## Stored data entries
☆ ☆ ☆
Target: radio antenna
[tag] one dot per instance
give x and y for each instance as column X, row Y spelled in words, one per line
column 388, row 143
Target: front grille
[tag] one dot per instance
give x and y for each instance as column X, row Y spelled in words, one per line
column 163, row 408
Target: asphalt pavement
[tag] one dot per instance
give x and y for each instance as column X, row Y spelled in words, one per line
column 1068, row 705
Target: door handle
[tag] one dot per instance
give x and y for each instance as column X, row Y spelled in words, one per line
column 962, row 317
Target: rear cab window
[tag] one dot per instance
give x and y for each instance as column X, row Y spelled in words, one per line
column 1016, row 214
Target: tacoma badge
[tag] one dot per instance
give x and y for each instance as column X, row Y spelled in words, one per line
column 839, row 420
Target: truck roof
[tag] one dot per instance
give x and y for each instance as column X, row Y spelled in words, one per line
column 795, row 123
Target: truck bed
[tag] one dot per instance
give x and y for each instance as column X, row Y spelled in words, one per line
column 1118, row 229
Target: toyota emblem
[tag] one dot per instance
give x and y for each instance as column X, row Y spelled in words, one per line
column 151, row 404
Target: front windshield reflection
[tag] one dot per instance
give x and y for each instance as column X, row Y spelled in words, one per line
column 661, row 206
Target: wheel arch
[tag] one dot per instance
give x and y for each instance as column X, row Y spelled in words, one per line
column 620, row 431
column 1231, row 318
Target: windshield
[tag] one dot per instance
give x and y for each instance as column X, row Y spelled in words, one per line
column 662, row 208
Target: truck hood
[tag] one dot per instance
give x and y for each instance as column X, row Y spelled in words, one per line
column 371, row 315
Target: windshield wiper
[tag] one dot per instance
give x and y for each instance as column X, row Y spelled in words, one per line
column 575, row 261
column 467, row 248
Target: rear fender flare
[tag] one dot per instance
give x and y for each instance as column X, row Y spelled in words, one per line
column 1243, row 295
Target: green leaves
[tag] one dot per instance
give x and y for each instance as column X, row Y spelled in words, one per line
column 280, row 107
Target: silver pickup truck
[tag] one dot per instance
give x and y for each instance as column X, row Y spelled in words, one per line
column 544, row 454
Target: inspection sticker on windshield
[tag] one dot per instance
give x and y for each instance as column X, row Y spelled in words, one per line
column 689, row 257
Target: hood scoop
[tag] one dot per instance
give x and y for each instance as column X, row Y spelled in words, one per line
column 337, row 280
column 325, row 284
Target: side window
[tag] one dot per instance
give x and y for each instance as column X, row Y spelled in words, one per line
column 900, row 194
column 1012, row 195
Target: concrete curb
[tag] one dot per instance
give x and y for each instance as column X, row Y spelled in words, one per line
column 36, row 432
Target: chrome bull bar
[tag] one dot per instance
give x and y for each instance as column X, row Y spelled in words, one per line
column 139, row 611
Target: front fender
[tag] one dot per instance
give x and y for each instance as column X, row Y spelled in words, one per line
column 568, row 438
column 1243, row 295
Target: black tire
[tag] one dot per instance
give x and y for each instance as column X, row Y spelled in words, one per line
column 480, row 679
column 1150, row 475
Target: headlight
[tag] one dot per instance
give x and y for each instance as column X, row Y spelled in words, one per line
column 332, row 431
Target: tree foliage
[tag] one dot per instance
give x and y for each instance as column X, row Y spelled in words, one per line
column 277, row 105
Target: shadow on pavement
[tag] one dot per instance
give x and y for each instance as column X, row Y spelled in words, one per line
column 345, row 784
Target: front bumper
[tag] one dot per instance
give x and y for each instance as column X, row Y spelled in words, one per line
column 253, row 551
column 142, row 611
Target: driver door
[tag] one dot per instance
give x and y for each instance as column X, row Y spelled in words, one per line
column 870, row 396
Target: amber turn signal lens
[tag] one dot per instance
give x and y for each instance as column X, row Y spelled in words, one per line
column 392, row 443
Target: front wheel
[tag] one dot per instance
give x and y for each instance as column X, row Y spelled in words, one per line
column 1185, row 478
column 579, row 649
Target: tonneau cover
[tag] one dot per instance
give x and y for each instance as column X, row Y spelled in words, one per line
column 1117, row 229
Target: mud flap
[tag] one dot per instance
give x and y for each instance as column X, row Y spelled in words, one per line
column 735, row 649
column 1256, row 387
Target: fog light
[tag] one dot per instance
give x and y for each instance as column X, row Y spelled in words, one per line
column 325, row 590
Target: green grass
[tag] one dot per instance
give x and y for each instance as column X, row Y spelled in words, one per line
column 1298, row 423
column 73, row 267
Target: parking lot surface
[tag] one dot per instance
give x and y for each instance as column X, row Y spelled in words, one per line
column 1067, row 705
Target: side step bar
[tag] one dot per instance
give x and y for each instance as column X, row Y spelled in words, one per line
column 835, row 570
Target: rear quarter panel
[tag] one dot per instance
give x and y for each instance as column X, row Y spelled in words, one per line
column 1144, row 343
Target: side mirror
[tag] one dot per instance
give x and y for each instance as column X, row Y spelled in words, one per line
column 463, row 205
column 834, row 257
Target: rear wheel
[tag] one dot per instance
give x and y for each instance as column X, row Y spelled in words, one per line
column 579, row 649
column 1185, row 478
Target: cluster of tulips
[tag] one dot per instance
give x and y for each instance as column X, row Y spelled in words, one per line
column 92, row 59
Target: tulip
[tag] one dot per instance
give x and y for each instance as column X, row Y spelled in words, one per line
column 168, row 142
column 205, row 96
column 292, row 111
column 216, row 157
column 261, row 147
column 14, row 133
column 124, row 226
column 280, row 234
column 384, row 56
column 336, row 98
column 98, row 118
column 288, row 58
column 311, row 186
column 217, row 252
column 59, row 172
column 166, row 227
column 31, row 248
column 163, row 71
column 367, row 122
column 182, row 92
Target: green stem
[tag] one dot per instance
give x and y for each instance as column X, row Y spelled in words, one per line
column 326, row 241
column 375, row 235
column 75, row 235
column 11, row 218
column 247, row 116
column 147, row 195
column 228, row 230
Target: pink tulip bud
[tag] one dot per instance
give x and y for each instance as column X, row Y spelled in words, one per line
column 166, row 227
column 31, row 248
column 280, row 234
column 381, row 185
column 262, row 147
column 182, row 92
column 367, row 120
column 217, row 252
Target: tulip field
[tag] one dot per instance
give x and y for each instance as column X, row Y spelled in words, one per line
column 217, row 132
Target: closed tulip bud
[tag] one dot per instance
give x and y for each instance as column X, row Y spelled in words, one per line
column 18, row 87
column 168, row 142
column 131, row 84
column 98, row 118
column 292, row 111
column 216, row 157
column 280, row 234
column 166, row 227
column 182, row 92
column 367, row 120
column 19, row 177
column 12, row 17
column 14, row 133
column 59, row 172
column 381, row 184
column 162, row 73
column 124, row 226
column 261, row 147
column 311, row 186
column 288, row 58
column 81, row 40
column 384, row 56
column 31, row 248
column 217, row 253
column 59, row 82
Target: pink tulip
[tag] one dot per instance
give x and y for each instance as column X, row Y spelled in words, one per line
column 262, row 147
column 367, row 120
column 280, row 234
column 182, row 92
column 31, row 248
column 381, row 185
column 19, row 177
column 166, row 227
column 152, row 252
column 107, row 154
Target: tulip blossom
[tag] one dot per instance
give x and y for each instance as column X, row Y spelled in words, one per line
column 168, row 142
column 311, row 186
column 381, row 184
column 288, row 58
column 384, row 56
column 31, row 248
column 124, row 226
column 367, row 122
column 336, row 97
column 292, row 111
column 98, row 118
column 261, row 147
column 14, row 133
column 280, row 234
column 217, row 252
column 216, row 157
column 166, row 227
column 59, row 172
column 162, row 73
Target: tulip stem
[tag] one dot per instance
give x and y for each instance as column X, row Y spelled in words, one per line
☆ ☆ ☆
## What the task requires
Which of the lines above carry the string "pink"? Copy every one.

## Output
Target: pink tulip bud
Target: pink tulip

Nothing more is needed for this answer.